WHAT TO PRODUCE: Every line must be returned precisely as it is written.

=-=-=-=-=

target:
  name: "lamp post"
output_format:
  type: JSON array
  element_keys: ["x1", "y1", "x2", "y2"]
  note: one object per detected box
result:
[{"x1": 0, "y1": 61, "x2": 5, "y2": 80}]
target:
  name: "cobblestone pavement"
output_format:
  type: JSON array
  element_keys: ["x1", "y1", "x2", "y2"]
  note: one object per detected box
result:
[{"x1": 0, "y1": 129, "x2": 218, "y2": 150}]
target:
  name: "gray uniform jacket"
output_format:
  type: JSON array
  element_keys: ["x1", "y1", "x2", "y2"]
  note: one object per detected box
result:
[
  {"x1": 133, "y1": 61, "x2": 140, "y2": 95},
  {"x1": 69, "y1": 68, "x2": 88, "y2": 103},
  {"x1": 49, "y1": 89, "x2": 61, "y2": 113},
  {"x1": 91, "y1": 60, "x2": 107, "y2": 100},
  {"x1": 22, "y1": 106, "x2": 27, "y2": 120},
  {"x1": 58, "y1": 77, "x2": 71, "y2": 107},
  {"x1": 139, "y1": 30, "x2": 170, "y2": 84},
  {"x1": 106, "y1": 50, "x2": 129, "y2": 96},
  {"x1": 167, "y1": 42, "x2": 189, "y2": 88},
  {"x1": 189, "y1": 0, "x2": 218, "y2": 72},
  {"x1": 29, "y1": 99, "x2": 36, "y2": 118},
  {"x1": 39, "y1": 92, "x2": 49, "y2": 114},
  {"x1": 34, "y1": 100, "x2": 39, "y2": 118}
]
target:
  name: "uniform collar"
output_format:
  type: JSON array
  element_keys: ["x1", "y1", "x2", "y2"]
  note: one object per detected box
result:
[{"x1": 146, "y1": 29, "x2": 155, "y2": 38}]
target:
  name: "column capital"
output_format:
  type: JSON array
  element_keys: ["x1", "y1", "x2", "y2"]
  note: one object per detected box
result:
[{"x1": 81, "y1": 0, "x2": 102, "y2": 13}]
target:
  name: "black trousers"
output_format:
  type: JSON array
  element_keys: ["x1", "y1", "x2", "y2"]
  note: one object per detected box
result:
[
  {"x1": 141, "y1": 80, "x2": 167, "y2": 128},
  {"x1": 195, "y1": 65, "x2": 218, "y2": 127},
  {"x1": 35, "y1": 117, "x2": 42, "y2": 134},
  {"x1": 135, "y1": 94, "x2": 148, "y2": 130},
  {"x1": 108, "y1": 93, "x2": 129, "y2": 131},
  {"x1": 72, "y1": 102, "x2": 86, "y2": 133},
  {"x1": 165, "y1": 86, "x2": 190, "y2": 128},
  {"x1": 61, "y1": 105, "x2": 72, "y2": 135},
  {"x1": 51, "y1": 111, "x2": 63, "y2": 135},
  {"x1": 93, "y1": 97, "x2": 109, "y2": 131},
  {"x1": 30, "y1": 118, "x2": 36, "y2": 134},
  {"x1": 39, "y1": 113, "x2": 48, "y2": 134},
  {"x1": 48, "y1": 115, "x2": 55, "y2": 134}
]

=-=-=-=-=

WRITTEN RESPONSE:
target:
  name: "lamp post"
output_format:
  type: JSON array
  element_keys: ["x1", "y1", "x2", "y2"]
  note: one object per detected box
result:
[{"x1": 0, "y1": 61, "x2": 5, "y2": 80}]
target:
  name: "cobblestone pavement"
output_format:
  type: JSON array
  element_keys: ["x1", "y1", "x2", "y2"]
  note: one object per detected box
result:
[{"x1": 0, "y1": 129, "x2": 218, "y2": 150}]
target:
  name: "gray uniform jacket"
output_format:
  type: JSON array
  element_keys: ["x1", "y1", "x2", "y2"]
  note: one object per detected box
result:
[
  {"x1": 133, "y1": 61, "x2": 140, "y2": 95},
  {"x1": 69, "y1": 68, "x2": 88, "y2": 103},
  {"x1": 49, "y1": 89, "x2": 61, "y2": 113},
  {"x1": 91, "y1": 60, "x2": 107, "y2": 100},
  {"x1": 22, "y1": 106, "x2": 27, "y2": 120},
  {"x1": 58, "y1": 77, "x2": 71, "y2": 107},
  {"x1": 139, "y1": 30, "x2": 170, "y2": 84},
  {"x1": 106, "y1": 50, "x2": 129, "y2": 96},
  {"x1": 167, "y1": 42, "x2": 189, "y2": 88},
  {"x1": 189, "y1": 0, "x2": 218, "y2": 72},
  {"x1": 29, "y1": 99, "x2": 36, "y2": 118},
  {"x1": 39, "y1": 92, "x2": 49, "y2": 114},
  {"x1": 34, "y1": 100, "x2": 39, "y2": 118}
]
target:
  name: "uniform collar"
output_format:
  type: JSON array
  element_keys: ["x1", "y1", "x2", "y2"]
  note: one object per detected box
result:
[{"x1": 146, "y1": 29, "x2": 155, "y2": 38}]
target:
  name: "column capital"
output_format:
  type: JSON array
  element_keys: ["x1", "y1", "x2", "y2"]
  note: one object per detected box
result:
[{"x1": 81, "y1": 0, "x2": 102, "y2": 13}]
target:
  name: "black trousers"
output_format:
  type: JSON array
  element_keys: ["x1", "y1", "x2", "y2"]
  note: one object per detected box
result:
[
  {"x1": 141, "y1": 80, "x2": 167, "y2": 128},
  {"x1": 195, "y1": 65, "x2": 218, "y2": 127},
  {"x1": 35, "y1": 117, "x2": 42, "y2": 134},
  {"x1": 135, "y1": 94, "x2": 148, "y2": 130},
  {"x1": 108, "y1": 93, "x2": 129, "y2": 131},
  {"x1": 72, "y1": 102, "x2": 86, "y2": 133},
  {"x1": 165, "y1": 86, "x2": 190, "y2": 128},
  {"x1": 61, "y1": 105, "x2": 72, "y2": 135},
  {"x1": 51, "y1": 111, "x2": 63, "y2": 135},
  {"x1": 93, "y1": 97, "x2": 109, "y2": 131},
  {"x1": 30, "y1": 118, "x2": 36, "y2": 134},
  {"x1": 39, "y1": 113, "x2": 48, "y2": 134},
  {"x1": 48, "y1": 115, "x2": 55, "y2": 134}
]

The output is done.